## Stated exercise A
In the mailing-list message about a compiler warning, which source file contains the get_working_directory function?

## Document passage
◆ ◆ ◆ ◆ ◆

On Tue, Apr 26, 2011 at 4:54 AM, Patrick Horgan <address@hidden> wrote:

> In flower/file-name.cc there's this:
>
> string
> get_working_directory ()
> {
>  char cwd[PATH_MAX];
>  getcwd (cwd, PATH_MAX);
>
>  return string (cwd);
> }
>
> Which causes this warning:
>
> file-name.cc: In function 'std::string get_working_directory()':
> file-name.cc:100:25: warning: ignoring return value of 'char*
> getcwd(char*, size_t)', declared with attribute warn_unused_result
>
> You could get rid of the warning with a minimal fix like this:
>
> string
> get_working_directory ()
> {
>  char cwd[PATH_MAX];
>  return getcwd (cwd, PATH_MAX);
> }
>
> You could do an explicit convert if the return value to string like:
> return string(getcwd(cwd, PATH_MAX);
>
> but std::string is happy to do the implicit conversion and it's cleaner
> looking.

◆ ◆ ◆ ◆ ◆

## Data for this exercise
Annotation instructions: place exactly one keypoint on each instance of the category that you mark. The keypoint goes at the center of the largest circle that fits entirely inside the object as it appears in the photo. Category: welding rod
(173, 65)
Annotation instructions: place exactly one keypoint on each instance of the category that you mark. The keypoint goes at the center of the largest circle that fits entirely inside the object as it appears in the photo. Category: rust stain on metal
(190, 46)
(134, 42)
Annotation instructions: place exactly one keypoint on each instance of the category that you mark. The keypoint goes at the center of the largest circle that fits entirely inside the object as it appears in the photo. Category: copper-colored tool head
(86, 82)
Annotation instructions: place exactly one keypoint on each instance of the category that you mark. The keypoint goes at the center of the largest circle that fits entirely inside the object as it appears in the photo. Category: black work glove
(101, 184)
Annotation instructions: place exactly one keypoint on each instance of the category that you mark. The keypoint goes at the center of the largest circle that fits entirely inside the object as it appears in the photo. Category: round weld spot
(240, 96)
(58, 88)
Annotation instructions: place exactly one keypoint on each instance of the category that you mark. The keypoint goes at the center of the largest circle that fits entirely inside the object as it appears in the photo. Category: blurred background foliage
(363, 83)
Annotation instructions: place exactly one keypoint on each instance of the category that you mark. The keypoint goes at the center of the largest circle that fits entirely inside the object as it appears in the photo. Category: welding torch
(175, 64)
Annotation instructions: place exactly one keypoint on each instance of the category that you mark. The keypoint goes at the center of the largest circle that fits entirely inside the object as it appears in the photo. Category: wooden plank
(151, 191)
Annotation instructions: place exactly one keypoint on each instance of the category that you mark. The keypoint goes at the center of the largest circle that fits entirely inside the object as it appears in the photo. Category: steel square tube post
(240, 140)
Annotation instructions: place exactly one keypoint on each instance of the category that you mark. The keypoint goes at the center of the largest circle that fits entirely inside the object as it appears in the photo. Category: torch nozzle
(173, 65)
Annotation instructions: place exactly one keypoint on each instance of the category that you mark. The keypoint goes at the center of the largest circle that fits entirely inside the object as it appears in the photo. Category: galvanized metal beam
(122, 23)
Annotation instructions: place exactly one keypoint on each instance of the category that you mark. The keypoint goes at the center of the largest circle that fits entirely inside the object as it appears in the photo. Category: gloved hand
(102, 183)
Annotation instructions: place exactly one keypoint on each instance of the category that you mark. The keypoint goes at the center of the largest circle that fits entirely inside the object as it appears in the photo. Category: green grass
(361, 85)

◆ ◆ ◆ ◆ ◆

## Stated exercise B
Show each line of the entries that contains the string "square". Case counts.

## Complete response A
flower/file-name.cc

## Complete response B
Annotation instructions: place exactly one keypoint on each instance of the category that you mark. The keypoint goes at the center of the largest circle that fits entirely inside the object as it appears in the photo. Category: steel square tube post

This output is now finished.